# [Supplied text]
Whilst most of the processes used in cultured meat production are well established at a lab bench scale, few have been performed at scale and the technologies to produce affordable cultured meat at commercial scale, such as advanced bioreactors, do not exist.
As the industry is new, there is no ecosystem around cultured meat either. No potential partner company is investing in the R&D required to produce bioreactors, growth medium or growth factors at the required scale.
Cultured meat companies could theoretically do this all themselves, but this will be very expensive and risky.
The other major challenge facing the cultured meat industry is government regulation. No jurisdiction has yet approved cultured meat for consumption and regulatory approval could take years, especially in the USA, EU and China, which are likely to be the largest markets.
Approval in any jurisdiction is likely to require detailed safety data. No company has yet revealed any data about large scale consumer safety tests – it’s unclear what, if any, tests have been done.
“Despite the major challenges the industry is facing, some cultured meat start-ups remain optimistic. Josh Tetrick, CEO of JUST, claims its cultured chicken nuggets have been ready for small scale commercialisation since 2018, despite still costing around $50 per nugget, and could be released as early as late 2019, pending regulatory approval,” said Dent.
“Other companies are more conservative. Uma Valeti, CEO of Memphis Meats, has emphasised the importance of taking time to get the release right, rather than risking a PR disaster similar to the one experienced by producers of genetically-modified products – consumers are notoriously sceptical of biotechnology, especially within food.

Collected data entries:
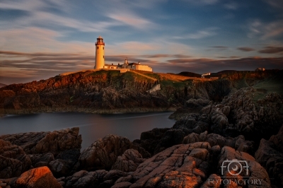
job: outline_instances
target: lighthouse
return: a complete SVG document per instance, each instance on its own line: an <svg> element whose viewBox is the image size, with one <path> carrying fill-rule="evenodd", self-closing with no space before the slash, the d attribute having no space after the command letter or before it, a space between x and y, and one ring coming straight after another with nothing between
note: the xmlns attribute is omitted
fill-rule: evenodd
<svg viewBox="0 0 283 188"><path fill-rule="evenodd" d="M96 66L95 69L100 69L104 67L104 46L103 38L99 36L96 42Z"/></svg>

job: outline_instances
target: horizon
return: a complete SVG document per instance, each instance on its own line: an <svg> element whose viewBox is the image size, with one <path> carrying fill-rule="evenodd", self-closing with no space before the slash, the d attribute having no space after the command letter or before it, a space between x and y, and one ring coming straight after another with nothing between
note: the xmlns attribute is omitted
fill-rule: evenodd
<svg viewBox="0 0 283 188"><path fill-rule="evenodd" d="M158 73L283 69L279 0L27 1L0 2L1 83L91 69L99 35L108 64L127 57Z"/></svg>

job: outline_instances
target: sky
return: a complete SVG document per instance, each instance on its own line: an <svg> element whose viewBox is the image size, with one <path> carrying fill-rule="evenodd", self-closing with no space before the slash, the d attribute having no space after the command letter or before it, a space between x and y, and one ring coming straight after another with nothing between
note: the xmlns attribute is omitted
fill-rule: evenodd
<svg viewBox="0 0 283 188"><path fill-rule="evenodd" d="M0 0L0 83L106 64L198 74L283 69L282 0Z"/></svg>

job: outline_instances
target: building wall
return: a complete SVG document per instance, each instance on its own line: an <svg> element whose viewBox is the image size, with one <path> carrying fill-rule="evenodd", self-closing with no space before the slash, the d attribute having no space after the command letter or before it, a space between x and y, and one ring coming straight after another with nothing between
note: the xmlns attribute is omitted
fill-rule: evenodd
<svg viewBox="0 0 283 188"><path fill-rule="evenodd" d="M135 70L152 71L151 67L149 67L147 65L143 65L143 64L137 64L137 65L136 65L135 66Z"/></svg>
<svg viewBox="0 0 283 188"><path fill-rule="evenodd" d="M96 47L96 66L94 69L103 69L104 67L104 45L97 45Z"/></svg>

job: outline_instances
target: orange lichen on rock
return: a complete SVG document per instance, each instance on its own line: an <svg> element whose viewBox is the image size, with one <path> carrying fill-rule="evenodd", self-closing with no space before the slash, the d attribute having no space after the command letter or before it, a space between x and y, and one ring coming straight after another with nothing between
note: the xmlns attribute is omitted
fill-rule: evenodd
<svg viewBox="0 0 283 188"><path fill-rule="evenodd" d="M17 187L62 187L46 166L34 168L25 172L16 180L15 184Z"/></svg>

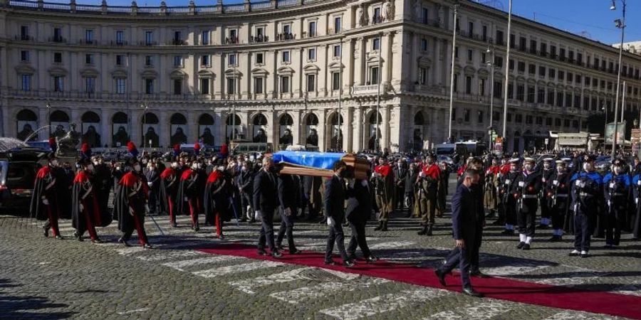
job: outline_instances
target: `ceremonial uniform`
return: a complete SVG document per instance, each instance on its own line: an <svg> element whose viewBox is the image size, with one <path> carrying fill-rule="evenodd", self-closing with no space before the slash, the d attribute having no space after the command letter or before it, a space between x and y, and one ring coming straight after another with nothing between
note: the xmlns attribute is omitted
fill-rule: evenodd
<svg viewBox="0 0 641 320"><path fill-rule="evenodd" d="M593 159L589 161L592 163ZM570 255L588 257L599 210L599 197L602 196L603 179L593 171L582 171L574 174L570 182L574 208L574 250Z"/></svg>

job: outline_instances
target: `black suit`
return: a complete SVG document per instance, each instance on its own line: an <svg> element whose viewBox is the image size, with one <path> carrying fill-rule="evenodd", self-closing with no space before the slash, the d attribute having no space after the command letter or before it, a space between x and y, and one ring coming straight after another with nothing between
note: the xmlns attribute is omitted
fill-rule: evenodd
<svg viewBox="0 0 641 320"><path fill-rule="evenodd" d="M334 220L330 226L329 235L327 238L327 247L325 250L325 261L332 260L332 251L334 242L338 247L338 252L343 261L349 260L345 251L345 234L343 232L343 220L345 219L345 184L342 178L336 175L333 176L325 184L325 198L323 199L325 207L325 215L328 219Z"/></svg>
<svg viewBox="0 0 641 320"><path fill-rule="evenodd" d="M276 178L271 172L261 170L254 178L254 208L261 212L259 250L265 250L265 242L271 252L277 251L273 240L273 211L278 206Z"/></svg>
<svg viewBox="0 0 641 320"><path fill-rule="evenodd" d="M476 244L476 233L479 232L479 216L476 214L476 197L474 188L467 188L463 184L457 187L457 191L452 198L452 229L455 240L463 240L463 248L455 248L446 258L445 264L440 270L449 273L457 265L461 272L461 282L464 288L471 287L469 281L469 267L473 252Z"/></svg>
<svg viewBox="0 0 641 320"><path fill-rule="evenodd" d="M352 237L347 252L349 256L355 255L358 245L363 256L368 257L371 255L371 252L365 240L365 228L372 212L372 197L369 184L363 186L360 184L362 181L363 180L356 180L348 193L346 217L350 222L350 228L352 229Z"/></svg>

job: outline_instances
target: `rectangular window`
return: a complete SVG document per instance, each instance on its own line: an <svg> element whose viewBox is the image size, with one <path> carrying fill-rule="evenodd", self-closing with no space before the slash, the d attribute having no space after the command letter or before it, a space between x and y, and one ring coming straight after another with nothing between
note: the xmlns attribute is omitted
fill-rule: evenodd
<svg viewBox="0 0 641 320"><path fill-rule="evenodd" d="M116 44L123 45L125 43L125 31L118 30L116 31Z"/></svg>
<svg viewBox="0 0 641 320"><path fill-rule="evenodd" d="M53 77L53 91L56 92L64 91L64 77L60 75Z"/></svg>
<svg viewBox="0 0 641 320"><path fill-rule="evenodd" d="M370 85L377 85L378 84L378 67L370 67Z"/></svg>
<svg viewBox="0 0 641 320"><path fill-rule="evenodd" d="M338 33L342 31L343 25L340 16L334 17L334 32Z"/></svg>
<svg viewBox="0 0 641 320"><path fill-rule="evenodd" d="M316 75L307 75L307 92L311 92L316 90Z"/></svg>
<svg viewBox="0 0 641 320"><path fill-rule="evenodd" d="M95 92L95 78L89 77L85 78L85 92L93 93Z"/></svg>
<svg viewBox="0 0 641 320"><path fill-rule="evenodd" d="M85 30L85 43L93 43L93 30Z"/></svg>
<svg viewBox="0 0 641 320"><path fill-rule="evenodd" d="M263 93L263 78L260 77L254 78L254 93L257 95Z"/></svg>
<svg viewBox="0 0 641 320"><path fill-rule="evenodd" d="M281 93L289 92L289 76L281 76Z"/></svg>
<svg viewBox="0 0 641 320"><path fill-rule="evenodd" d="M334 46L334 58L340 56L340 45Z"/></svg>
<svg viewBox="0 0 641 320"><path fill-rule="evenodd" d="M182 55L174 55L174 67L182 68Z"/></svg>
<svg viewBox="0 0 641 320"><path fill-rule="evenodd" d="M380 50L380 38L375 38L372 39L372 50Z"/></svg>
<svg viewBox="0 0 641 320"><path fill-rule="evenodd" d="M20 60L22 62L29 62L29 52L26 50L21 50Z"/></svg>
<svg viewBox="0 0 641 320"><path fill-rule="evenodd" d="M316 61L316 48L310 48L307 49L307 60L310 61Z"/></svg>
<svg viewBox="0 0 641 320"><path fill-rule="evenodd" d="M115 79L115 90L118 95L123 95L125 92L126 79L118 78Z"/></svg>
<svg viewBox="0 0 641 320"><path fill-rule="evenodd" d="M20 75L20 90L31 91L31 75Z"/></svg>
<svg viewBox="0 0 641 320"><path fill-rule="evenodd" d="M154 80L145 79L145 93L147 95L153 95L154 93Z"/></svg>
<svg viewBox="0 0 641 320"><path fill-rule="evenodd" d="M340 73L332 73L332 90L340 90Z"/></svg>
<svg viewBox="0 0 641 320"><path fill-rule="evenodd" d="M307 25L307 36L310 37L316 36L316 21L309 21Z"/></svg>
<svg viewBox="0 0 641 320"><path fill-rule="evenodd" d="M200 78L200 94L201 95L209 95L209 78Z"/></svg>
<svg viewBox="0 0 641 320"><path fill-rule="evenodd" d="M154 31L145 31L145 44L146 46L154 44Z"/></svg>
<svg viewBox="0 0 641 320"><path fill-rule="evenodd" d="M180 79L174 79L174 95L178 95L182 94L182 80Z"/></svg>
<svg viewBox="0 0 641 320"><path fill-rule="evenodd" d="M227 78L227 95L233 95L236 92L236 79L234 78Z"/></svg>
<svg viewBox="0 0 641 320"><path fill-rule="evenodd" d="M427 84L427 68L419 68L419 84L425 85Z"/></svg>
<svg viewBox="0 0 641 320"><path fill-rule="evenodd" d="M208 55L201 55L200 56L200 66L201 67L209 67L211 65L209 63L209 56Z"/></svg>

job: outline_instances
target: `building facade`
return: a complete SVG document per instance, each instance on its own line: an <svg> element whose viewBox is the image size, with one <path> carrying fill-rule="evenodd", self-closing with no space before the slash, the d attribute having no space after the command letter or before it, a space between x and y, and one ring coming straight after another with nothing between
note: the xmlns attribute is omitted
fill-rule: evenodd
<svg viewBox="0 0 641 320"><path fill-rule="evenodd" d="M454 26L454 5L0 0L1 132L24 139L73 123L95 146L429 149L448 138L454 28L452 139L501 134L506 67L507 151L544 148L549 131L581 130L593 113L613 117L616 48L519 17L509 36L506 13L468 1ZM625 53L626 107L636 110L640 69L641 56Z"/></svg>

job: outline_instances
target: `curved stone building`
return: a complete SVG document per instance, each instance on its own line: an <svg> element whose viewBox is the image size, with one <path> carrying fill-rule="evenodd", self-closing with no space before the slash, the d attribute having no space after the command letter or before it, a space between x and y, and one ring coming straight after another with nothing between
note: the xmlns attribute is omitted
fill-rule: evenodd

# [Exercise instructions]
Write a continuation of the text on the challenges facing the cultured meat industry, starting after its last sentence. These records are separate material and have no connection to the text on cultured meat.

# [Task answer]
“Regardless of companies’ intentions, it is unlikely cultured meat will find its way onto supermarket aisles any time soon. Instead the first products will likely appear in selected restaurants in a limited release, reserved for more adventurous and wealthy diners.”
CHEAT burger
The future of the meat industry will undoubtedly include developments in lab-grown meat. For example, CHEAT is an in-house design concept for the first UK fast food joint to serve lab-grown meat from design and innovation agency Echo Brand Design.
Appealing to eco-conscious consumers, the concept design includes the thinking behind lab-grown meat’s sustainability credentials, packaging and branding strategy.
Nick Dormon, founding partner, Echo Brand Design believes owing to the mounting food crisis, synthetic biology is the way forward, and we need to highlight the pioneers in this space, and what we can learn from them.
One example, he said is VOW, a start-up cultivated meat company founded by Tim Noakesmith and George Peppou, in Sydney, Australia, who took four weeks to produce a few grams of kangaroo in a lab after obtaining a tissue sample from a farm where wild kangaroos were culled.
The co-founders believe 3D technology will make it possible to create steaks and other shapes of meat in the future.
“We’ve reached the scale capacity in terms of creating food using traditional animal agriculture and we see that meat consumption is going to be rising and rising over coming decades,” said Noakesmith.
“We see this as a solution to the problems that are going to arise from the need to meet the demands of those markets.
“The best way to think about it is the same way we cultivate plants, you take a clipping from a plant and you cultivate it in a nutrient rich environment where it’s very much the same as where it was before, and it continues to grow more plants of its kind.”
VOW, which has received a $25,000 grant from the New South Wales government is awaiting approval from food authorities to get its kangaroo meat to market by 2022.
“VOW’s project illustrates the broader potential of lab-grown meat: turning exotic, hard-to-find fare into routine meals for adventurous meat eaters,” added Dormon.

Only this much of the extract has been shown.